Without the pictures, copy the entries below word for word.

Extracted data entries
▬▬▬

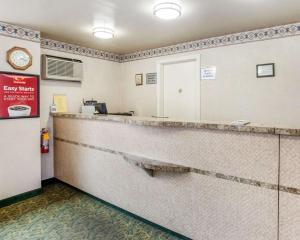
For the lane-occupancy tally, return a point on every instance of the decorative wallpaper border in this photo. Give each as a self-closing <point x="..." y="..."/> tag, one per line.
<point x="226" y="40"/>
<point x="231" y="39"/>
<point x="75" y="49"/>
<point x="19" y="32"/>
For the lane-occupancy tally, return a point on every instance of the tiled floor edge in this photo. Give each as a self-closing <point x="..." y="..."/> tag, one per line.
<point x="236" y="179"/>
<point x="175" y="234"/>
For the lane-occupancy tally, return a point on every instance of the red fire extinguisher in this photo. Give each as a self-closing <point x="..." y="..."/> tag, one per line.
<point x="44" y="141"/>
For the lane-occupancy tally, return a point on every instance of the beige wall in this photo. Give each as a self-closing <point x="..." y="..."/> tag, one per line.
<point x="237" y="93"/>
<point x="101" y="82"/>
<point x="20" y="165"/>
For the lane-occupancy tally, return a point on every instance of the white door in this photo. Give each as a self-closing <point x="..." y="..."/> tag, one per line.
<point x="180" y="89"/>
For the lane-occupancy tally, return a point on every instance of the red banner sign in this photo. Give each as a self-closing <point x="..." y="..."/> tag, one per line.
<point x="19" y="96"/>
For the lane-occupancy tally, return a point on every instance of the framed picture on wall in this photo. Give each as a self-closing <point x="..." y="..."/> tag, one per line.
<point x="139" y="79"/>
<point x="265" y="70"/>
<point x="19" y="95"/>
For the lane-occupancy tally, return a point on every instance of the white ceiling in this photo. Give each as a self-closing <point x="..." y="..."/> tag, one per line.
<point x="135" y="26"/>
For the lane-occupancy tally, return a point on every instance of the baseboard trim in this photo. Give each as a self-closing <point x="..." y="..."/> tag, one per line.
<point x="21" y="197"/>
<point x="166" y="230"/>
<point x="48" y="181"/>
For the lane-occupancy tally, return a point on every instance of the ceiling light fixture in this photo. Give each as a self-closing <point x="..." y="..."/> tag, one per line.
<point x="103" y="33"/>
<point x="168" y="9"/>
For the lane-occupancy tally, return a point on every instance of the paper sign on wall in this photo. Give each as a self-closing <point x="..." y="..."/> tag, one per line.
<point x="19" y="95"/>
<point x="208" y="73"/>
<point x="61" y="103"/>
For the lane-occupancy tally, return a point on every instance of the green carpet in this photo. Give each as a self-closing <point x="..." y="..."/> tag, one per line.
<point x="62" y="212"/>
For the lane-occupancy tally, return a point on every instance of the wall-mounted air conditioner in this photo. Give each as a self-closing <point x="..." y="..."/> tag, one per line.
<point x="61" y="69"/>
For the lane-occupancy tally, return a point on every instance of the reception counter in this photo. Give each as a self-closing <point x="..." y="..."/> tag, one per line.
<point x="202" y="180"/>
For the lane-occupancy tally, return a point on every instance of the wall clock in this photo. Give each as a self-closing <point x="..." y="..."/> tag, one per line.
<point x="19" y="58"/>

▬▬▬

> TASK OUTPUT
For the lane-occupancy tally, return a point on every instance of the decorative wallpaper border in this photo. Give each as a self-closing <point x="..." y="..."/> tag, one per line.
<point x="226" y="40"/>
<point x="231" y="39"/>
<point x="75" y="49"/>
<point x="19" y="32"/>
For the lane-occupancy tally, return a point on every instance of the tiled floor edge in this photo. Give each as a self-closing <point x="..." y="..."/> tag, one per line.
<point x="236" y="179"/>
<point x="175" y="234"/>
For the lane-occupancy tally, return a point on every instance of the red fire extinguisher in this photo. Give each as a self-closing <point x="..." y="..."/> tag, one per line.
<point x="44" y="141"/>
For the lane-occupancy tally, return a point on every instance of the beige wall in this photo. Give each as a self-closing <point x="..." y="..."/> tag, one per line.
<point x="237" y="93"/>
<point x="101" y="82"/>
<point x="20" y="165"/>
For the lane-occupancy tally, return a point on every instance of the white door in this photo. Give each as a self-closing <point x="..." y="..."/> tag, one per line.
<point x="180" y="89"/>
For the lane-occupancy tally, return a point on every instance of the red banner sign in this photo. Give each as a self-closing <point x="..." y="..."/> tag, one per line.
<point x="19" y="96"/>
For the lane-occupancy tally, return a point on every instance of the framed picture on wall in this photo. Give each as a self-closing <point x="..." y="..."/> tag, one per line.
<point x="139" y="79"/>
<point x="265" y="70"/>
<point x="19" y="95"/>
For the lane-occupancy tally, return a point on every instance of the white ceiling in this photo. Give each as a self-closing <point x="..." y="..."/> tag, one per line.
<point x="135" y="26"/>
For the lane-occupancy tally, return a point on every instance of the baseboard trim in this photo. Give each as a self-closing <point x="..." y="..."/> tag, one per line.
<point x="21" y="197"/>
<point x="166" y="230"/>
<point x="48" y="181"/>
For the lane-occupancy tally, return a point on every instance of the ceiling light fixture in this photo. Give each as a self-closing <point x="..." y="..."/> tag, one per line.
<point x="103" y="33"/>
<point x="168" y="9"/>
For the lane-occupancy tally, return a point on every instance of the paper sign on wall in this photo. Give each as a self-closing <point x="..." y="..."/> tag, one per line.
<point x="19" y="95"/>
<point x="208" y="73"/>
<point x="61" y="103"/>
For the lane-occupancy tally, return a point on every instance of the green carpet in this photo. Give each as a self-closing <point x="..." y="..."/> tag, one per line.
<point x="62" y="212"/>
For the lane-occupancy tally, return a point on every instance of the wall-mounted air conditioner in this photo. Give each as a self-closing <point x="..." y="..."/> tag, one per line.
<point x="61" y="69"/>
For the lane-occupancy tally, return a point on every instance of the reception counter in this photo. Give each as a self-closing <point x="..." y="..."/> tag, one per line.
<point x="202" y="180"/>
For the lane-occupancy tally, return a point on every instance of the wall clock in this photo. Give each as a self-closing <point x="..." y="..."/> tag, one per line.
<point x="19" y="58"/>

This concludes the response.